Exercise directions: The records beneath should be restated word for word.

Provided data:
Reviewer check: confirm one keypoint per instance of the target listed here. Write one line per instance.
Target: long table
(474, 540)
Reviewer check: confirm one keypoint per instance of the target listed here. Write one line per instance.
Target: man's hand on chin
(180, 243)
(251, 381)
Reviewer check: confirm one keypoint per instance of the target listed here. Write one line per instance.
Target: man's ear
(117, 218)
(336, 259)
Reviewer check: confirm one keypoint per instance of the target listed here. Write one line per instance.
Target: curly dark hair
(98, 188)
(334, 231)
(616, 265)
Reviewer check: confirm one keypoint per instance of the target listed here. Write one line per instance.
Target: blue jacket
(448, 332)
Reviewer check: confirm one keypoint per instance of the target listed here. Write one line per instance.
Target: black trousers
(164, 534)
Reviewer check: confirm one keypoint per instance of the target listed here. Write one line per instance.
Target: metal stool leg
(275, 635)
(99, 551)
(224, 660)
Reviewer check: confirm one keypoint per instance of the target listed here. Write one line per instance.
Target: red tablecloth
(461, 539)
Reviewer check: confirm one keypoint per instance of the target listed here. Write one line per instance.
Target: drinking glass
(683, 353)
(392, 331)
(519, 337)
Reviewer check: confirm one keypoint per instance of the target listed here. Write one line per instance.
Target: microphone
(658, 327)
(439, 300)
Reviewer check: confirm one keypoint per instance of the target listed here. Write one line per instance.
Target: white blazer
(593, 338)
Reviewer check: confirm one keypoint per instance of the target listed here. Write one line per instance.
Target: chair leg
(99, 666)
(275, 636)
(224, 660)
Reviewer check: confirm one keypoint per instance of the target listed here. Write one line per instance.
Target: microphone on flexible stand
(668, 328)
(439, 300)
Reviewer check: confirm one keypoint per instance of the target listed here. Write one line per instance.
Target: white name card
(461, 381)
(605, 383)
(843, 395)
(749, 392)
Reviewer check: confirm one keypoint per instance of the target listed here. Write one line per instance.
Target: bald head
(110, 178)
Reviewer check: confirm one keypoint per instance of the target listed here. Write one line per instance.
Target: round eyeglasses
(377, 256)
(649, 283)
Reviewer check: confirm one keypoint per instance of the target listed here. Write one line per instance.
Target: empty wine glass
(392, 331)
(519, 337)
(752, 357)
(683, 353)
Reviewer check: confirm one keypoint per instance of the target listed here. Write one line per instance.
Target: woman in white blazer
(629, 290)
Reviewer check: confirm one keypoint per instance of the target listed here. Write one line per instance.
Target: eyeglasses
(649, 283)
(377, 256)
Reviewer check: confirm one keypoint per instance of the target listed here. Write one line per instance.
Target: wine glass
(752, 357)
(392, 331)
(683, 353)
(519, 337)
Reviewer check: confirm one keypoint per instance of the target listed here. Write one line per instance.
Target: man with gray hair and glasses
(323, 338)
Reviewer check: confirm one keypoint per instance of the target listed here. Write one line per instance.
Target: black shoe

Exercise result:
Reviewer check: confirm one keypoint per instance of the target listed here. Write one line per instance.
Target: long table
(474, 540)
Reviewer check: confirm one keypoint per instance of the target listed here. Write one line per instance.
Target: man's hand on chin
(180, 243)
(251, 381)
Reviewer check: confirm one keypoint per instance of the target listed here. Write one line per instance.
Target: man's ear
(117, 218)
(336, 259)
Reviewer check: confirm one keypoint per instance of the target listed here. Write one line per instance.
Target: curly dark hair
(98, 188)
(334, 231)
(616, 265)
Reviewer check: confirm one keypoint per instance of the target listed here. Write one line per instance.
Target: blue jacket
(448, 332)
Reviewer check: confirm one keypoint per instance of the target listed here. Write one line per instance.
Target: black trousers
(164, 534)
Reviewer check: confirm one keypoint per instance of the target listed here. Write one line per instance.
Target: metal stool leg
(275, 635)
(99, 551)
(224, 660)
Reviewer check: confirm one keypoint per instance of the target listed here. Write one line per instance.
Target: red tablecloth
(461, 539)
Reviewer check: confirm one keypoint per instance of the target listed here. Write one line per instance.
Target: drinking glass
(683, 353)
(392, 331)
(519, 337)
Reviewer check: confirm one keypoint per instance of the target listed here. Write one line per instance.
Target: microphone
(658, 327)
(439, 300)
Reviewer check: confirm one keypoint per instance of the target listed here. Write one line per instance.
Target: white blazer
(593, 338)
Reviewer check: confirm one keypoint per instance of the target listed here. Write one line per instance.
Target: chair leg
(99, 666)
(275, 636)
(224, 660)
Reviewer check: confirm one keypoint per instance of the target listed here. Write one line per instance.
Target: microphone on flexible stand
(668, 328)
(439, 300)
Reviewer check: confirm one keypoint per instance of the target listed here. Write one line per instance.
Target: white name card
(461, 381)
(605, 383)
(843, 395)
(749, 392)
Reviewer check: confirm one keypoint per instance of the target listed here. Write one line per instance.
Target: bald head
(110, 178)
Reviewer check: confirm one keypoint per instance of the target listed here. Write one line per instance.
Target: round eyeglasses
(377, 256)
(649, 283)
Reviewer check: confirm one keypoint per instance of the target listed here. Write one line per instance.
Target: empty wine glass
(392, 331)
(519, 337)
(752, 357)
(683, 353)
Reviewer check: confirm one keypoint per instance of the target listed here. Write one line per instance.
Target: woman in white blazer
(629, 290)
Reviewer check: confirm one keypoint per instance of the target listed here. Write one line per instance.
Target: eyeglasses
(649, 283)
(377, 256)
Reviewer check: confirm one keypoint per instance of the target listed here. Write one line per instance.
Target: wine glass
(752, 357)
(392, 331)
(683, 353)
(519, 337)
Reviewer check: confirm one keypoint per instance of the target listed here. Write one line per instance.
Target: man with gray hair and glasses
(323, 338)
Reviewer check: confirm one keypoint per instance of the target listed here. Write one line per instance.
Target: black shoe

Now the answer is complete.